Excerpts of labeled region data
***
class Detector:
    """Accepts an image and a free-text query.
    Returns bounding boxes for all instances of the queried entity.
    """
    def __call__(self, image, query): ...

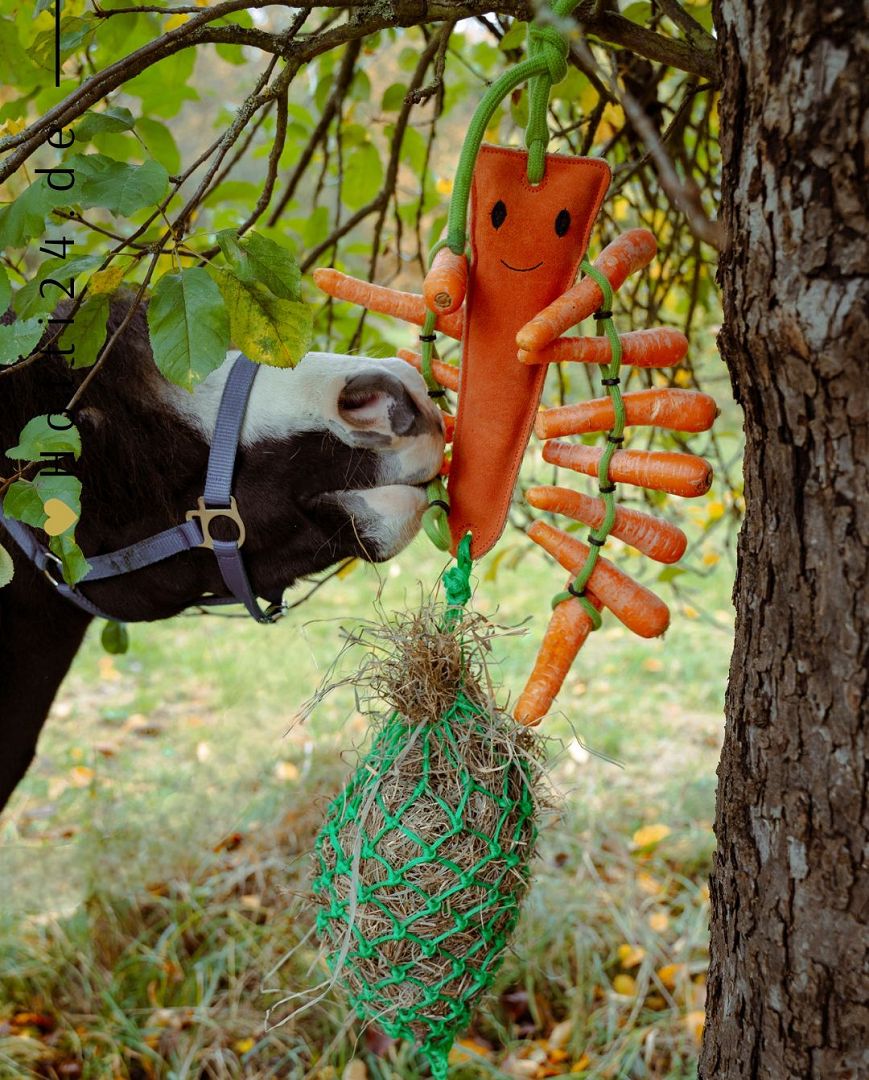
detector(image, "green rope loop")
[553,259,625,630]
***
#### [Brief]
Copy every line of the data above with each bounding-box coordinate in the answers shifted by -116 and every other line left as it is. Leave the picture markers out.

#### [Finished answer]
class Detector:
    """Accepts an image and a free-text query.
    Returns bounding boxes for all instances of the queried entity.
    """
    def __call__(self, image, query): ...

detector(image, "green rope loop")
[437,143,509,514]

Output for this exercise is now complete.